• What you need to do: Pull out each line in the listing below that contains the string "bracelet", and copy those lines word for word.

• Listing:
===

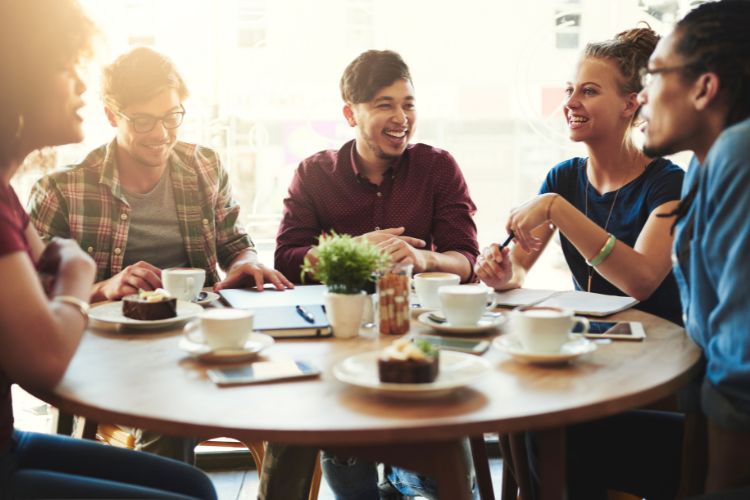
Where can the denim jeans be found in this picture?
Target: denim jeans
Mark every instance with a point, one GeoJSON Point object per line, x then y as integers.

===

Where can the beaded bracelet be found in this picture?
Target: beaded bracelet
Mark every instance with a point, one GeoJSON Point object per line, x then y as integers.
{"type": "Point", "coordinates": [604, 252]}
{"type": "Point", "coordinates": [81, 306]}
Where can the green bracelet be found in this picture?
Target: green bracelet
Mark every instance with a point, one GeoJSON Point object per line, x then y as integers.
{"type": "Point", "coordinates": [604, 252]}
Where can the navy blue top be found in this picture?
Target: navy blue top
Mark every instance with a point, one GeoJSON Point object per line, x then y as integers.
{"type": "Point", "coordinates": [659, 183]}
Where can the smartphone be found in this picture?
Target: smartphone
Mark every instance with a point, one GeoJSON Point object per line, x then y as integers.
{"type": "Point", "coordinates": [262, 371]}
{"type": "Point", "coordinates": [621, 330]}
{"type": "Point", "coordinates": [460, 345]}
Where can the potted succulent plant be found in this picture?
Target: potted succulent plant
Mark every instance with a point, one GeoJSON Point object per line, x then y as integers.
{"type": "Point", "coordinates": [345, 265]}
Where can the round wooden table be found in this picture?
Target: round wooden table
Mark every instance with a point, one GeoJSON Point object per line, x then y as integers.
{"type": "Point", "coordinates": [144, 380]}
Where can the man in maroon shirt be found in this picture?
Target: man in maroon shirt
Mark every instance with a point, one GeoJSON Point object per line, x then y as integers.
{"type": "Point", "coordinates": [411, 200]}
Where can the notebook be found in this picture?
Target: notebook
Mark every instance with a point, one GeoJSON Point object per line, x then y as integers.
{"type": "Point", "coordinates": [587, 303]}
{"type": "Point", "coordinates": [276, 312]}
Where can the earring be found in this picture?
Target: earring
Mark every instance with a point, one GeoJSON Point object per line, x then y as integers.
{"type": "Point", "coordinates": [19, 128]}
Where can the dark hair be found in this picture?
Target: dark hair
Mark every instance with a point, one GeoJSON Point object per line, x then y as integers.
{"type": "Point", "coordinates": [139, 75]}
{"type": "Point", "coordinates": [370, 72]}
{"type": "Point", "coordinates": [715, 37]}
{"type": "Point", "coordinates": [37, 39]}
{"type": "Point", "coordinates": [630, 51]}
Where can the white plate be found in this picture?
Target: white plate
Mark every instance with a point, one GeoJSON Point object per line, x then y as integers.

===

• Problem solution:
Where can the beaded bracelet be found in this picture?
Target: beaded bracelet
Where can the green bracelet be found in this picture?
Target: green bracelet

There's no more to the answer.